### Task description
Set out as a numbered list the lines of the listing below, from the line containing "the thick tree" through the final line of the listing, both ends included and blank lines omitted.

### Input rows

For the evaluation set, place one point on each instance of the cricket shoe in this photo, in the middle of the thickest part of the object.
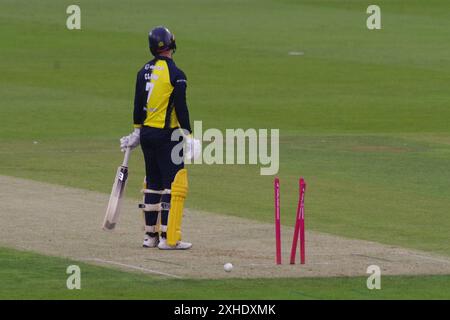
(150, 242)
(181, 245)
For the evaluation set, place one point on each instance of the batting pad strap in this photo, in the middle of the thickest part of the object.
(151, 229)
(150, 207)
(165, 191)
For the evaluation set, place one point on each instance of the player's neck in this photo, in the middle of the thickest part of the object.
(167, 54)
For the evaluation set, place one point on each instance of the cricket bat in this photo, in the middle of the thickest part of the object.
(113, 209)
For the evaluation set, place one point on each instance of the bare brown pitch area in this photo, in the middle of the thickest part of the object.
(66, 222)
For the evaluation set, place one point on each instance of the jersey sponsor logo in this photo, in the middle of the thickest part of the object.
(156, 67)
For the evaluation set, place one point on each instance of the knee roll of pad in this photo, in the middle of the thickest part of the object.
(179, 190)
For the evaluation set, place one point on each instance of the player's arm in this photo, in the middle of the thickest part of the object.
(133, 139)
(179, 99)
(139, 102)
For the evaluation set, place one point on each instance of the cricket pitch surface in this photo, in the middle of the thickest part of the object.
(66, 222)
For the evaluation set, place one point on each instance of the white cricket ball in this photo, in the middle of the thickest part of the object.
(228, 267)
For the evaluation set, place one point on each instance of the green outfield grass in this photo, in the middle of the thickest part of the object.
(25, 275)
(363, 115)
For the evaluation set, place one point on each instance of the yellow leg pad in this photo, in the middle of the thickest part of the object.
(178, 191)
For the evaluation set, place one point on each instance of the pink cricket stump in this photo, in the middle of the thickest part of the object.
(276, 186)
(299, 231)
(302, 221)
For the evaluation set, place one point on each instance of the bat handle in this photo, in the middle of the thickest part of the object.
(126, 157)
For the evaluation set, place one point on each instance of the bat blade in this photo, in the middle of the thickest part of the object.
(115, 199)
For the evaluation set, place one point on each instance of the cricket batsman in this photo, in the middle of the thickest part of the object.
(160, 109)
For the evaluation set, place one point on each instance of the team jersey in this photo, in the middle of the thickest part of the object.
(160, 97)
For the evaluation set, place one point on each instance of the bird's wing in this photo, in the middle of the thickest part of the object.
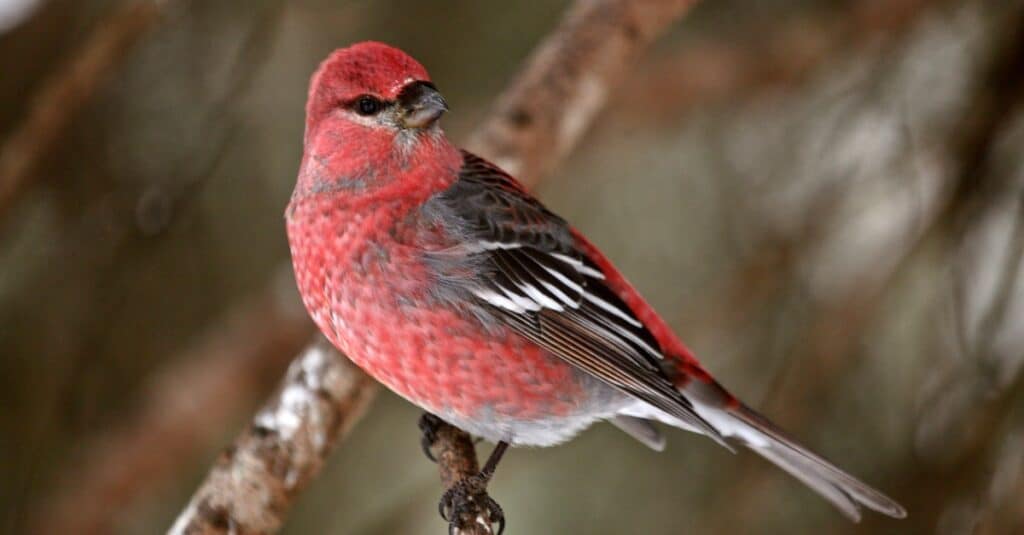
(527, 270)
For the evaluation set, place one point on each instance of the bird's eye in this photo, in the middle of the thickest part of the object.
(367, 105)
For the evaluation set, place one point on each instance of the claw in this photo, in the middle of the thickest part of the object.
(469, 498)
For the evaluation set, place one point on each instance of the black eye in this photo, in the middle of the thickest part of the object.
(367, 105)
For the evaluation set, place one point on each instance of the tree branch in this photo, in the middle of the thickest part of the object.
(68, 89)
(253, 484)
(567, 81)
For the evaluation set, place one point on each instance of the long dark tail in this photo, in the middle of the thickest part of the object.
(761, 436)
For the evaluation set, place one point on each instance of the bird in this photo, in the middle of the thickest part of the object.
(440, 276)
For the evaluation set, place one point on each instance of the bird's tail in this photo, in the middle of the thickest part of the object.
(734, 419)
(844, 491)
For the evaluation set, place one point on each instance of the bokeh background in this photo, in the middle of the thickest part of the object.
(822, 197)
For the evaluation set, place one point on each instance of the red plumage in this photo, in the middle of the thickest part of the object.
(441, 277)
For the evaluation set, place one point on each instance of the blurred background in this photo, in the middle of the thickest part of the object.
(823, 198)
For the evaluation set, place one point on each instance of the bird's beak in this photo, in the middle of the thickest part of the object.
(422, 105)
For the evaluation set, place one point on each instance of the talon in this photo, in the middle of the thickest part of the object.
(468, 498)
(428, 428)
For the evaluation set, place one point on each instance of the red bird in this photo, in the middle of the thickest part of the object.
(440, 276)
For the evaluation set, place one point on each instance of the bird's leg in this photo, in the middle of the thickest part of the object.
(470, 495)
(428, 427)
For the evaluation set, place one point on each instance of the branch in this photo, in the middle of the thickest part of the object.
(254, 483)
(220, 375)
(68, 89)
(567, 81)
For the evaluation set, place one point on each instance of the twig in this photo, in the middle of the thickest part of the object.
(68, 89)
(253, 484)
(567, 80)
(786, 51)
(210, 383)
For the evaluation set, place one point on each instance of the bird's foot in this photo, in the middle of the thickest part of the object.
(467, 503)
(428, 427)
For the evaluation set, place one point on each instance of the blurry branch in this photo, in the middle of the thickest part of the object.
(998, 100)
(974, 187)
(538, 121)
(187, 406)
(567, 80)
(253, 484)
(223, 373)
(783, 52)
(68, 89)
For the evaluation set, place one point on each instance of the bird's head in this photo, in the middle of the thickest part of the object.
(372, 90)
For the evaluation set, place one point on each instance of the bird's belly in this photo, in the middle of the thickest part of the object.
(488, 381)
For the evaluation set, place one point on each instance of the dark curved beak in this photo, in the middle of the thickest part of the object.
(422, 105)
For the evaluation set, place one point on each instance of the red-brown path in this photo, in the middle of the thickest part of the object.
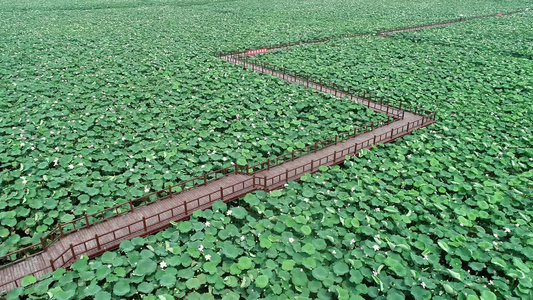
(234, 186)
(108, 235)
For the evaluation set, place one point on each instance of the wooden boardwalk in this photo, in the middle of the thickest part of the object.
(93, 240)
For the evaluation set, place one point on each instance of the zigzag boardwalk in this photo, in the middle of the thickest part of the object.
(97, 234)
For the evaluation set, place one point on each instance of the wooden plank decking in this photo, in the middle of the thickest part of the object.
(108, 235)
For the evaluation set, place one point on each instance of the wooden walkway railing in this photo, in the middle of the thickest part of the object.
(90, 235)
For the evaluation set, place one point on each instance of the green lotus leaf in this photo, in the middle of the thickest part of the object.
(122, 287)
(261, 281)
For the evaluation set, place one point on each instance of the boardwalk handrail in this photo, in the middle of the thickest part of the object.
(88, 220)
(98, 244)
(390, 107)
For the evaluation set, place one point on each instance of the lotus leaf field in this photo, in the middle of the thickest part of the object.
(106, 100)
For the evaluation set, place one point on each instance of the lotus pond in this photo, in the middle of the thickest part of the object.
(104, 101)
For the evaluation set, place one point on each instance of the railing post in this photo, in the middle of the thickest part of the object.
(43, 244)
(72, 250)
(87, 220)
(97, 241)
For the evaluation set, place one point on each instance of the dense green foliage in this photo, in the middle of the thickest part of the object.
(444, 213)
(105, 100)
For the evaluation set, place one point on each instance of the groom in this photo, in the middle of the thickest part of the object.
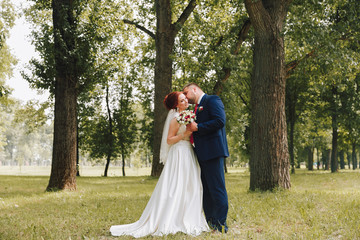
(211, 148)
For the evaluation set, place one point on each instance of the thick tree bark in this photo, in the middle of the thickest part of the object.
(63, 169)
(269, 161)
(164, 42)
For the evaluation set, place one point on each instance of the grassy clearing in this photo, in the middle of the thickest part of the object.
(320, 205)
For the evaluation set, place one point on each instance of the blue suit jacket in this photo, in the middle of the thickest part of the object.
(210, 139)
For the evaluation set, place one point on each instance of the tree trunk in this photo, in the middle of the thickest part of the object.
(310, 158)
(334, 163)
(123, 163)
(327, 157)
(348, 156)
(318, 158)
(164, 42)
(291, 137)
(354, 159)
(63, 168)
(342, 159)
(269, 161)
(111, 135)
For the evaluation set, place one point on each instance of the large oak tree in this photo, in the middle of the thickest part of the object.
(269, 161)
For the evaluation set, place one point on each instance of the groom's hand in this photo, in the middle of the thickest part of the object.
(192, 127)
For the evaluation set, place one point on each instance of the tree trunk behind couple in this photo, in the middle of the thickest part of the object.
(269, 161)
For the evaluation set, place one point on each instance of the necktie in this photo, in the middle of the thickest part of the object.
(191, 136)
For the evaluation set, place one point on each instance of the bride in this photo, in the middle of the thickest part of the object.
(176, 203)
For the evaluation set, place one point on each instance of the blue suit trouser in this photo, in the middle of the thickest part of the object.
(215, 199)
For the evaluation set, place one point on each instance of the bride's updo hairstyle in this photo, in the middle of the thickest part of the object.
(171, 100)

### Output below
1. For the evaluation set, place one point on each instance of the thick tree bark in this photo, in the middle of the thickest part of the object.
2. (63, 169)
3. (269, 161)
4. (164, 42)
5. For the evaluation set, place one point on each instance of the grassy clearing in this photo, in the middle of the thickest part of the object.
6. (320, 205)
7. For the evaluation set, place one point on each instance of the blue suit jacket in this photo, in the middle of the thickest part of the object.
8. (210, 139)
9. For the evaluation set, place one point on each instance of the tree trunk in this photo, in the middle of the thickest part of the object.
10. (310, 158)
11. (334, 163)
12. (123, 163)
13. (327, 157)
14. (348, 156)
15. (318, 158)
16. (164, 42)
17. (291, 137)
18. (354, 159)
19. (63, 168)
20. (342, 159)
21. (269, 161)
22. (111, 135)
23. For the evaluation set, place one point on each instance of the large oak tree in this photo, in the middle of the thickest part of the object.
24. (269, 161)
25. For the evaluation set, place one point on each instance of the groom's hand in this photo, in the middle of the thickest part of the object.
26. (192, 127)
27. For the evaluation set, place one point on each instance of the tree trunk behind couple in this photo, in the middle of the thickest part of the object.
28. (269, 161)
29. For the evaluation set, place one point on each instance of the necktie in this photo, in the middle of the thickest part of the object.
30. (191, 136)
31. For the evaluation set, place one point on each instance of the bride in this photo, in the middle of the thickest part of the object.
32. (176, 203)
33. For the evaluation set, place one point on each instance of the blue suit trouser in this photo, in the middle of the thickest part of the object.
34. (215, 199)
35. For the evaluation set, place one point on each instance of the bride's updo hairstyle in this photo, in the middle of the thickest part of the object.
36. (171, 100)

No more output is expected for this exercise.